**本文**
================================

[社説]医療費の負担上限は外来も引き上げよ

医療保険の厳しい財政を踏まえれば、高齢者の外来受診も含めた患者負担の引き上げはやむを得ない。政府が検討している高額医療費の負担見直しのことである。
医療費の自己負担ルールには総額の1〜3割を医療機関で支払う窓口負担のほかに、入院医療の患者負担に月額の上限を定めた高額療養費という制度がある。
上限は年齢や所得に応じて細かく定められている。例えば、70歳未満で年収約370万〜約770万円の患者が入院して医療費が300万円かかった場合、患者負担は3割の90万円ではなく、10万7430円で済む。重い病気やケガの治療を共助で支える医療保険で最も重要な仕組みの一つだ。
ところが近年は高額な薬や治療法が次々と登場し、足元の医療費の伸びは高齢者の増加率を大きく上回っている。高額療養費のルールに該当する件数も増え、医療費総額に占める患者負担の割合はじりじりと低下傾向にある。
この状況を放置すれば医療保険財政は逼迫し、保険料の急ピッチの引き上げを余儀なくされるだろう。現役世代の保険料負担を軽減するために、上限を引き上げて患者負担を増やす調整が要る。
今回の見直しは「年齢ではなく能力に応じた負担」という考え方を追求すべきだ。高齢者を聖域視し、負担増の対象から外すのはやめてほしい。70歳以上に特例として認められている外来医療の上限も引き上げるべきだ。

================================

**実施項目 1**
医療費の負担上限に関する本文から、金額を表す語句をすべて本文の表記どおりに抜き出してください。
**実施項目 2**
医療費の負担上限を論じた社説の続きを、最後の文の後から書き進めてください。
以下の行は、本文とは別の出典から取られたものです。

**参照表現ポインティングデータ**
================================

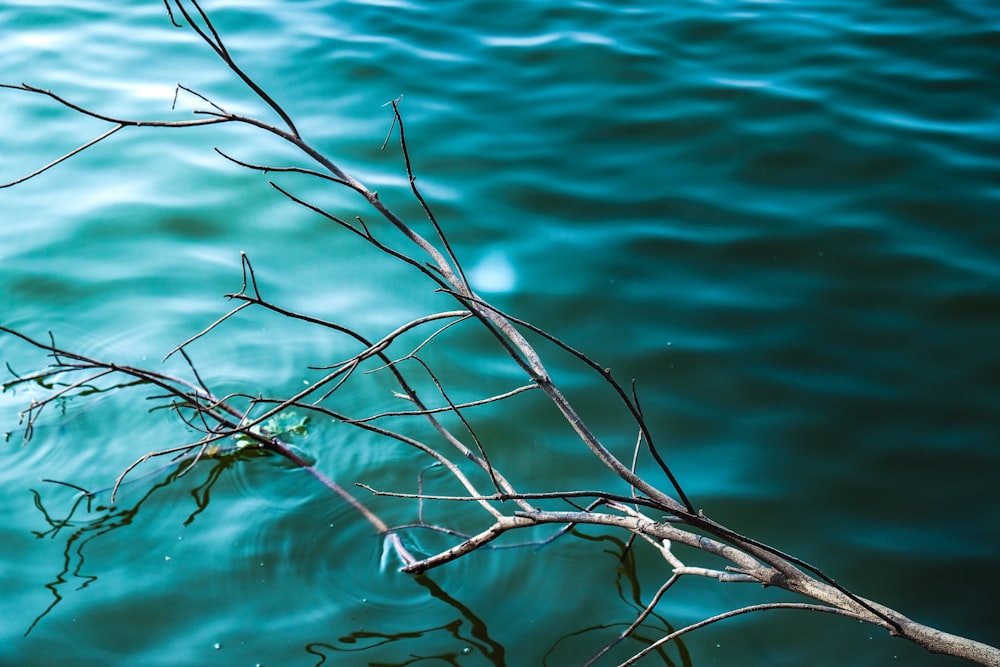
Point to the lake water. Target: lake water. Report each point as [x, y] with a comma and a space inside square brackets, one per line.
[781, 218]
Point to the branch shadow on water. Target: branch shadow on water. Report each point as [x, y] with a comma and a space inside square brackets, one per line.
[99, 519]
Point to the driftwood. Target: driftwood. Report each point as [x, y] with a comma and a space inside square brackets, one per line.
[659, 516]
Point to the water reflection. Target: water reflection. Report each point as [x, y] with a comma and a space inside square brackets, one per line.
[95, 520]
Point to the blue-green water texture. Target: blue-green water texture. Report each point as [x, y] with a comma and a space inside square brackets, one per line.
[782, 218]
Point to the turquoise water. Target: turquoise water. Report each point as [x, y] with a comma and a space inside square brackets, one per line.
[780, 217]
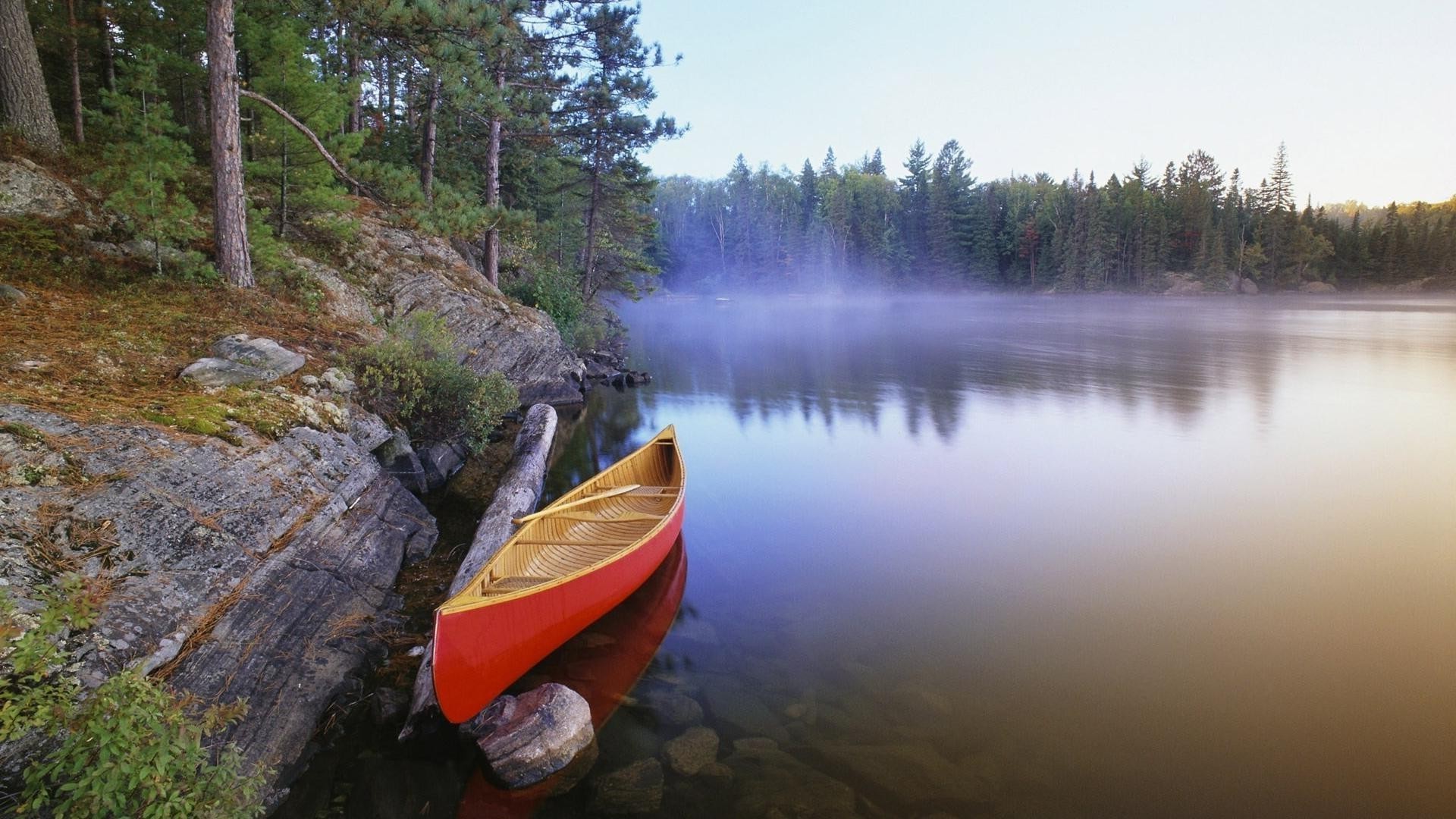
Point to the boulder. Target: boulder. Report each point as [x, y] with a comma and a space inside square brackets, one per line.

================================

**作業結果 1**
約370万
約770万円
300万円
90万円
10万7430円

**作業結果 2**
この外来特例は年収が約370万円未満の世帯に適用され、70歳以上の約9割が利用できる。住民税非課税の世帯では、医療費が高額になっても高齢者1人あたりの負担は月8000円で済む。
受診頻度が高い高齢者に配慮した仕組みだが、高額療養費は入院が必要な重篤な患者を経済的に支えるのが本来の姿だ。金融資産など所得以外の負担能力も勘案した負担のあり方も考えてほしい。
現役世代の保険料負担は高齢者医療の拠出金で年々重くなり、今後は過疎地などで医師を確保する費用にも保険料を回す議論が進む。現役世代の手取りを底上げするためにも外来特例の見直しを通じた患者負担増は欠かせない。
負担増以外の医療給付の抑制策にも、もっと真剣に取り組むべきだ。薬事承認された薬をすべて保険適用するのではなく、費用対効果が小さい場合は適用を見送るといった改革が必要だ。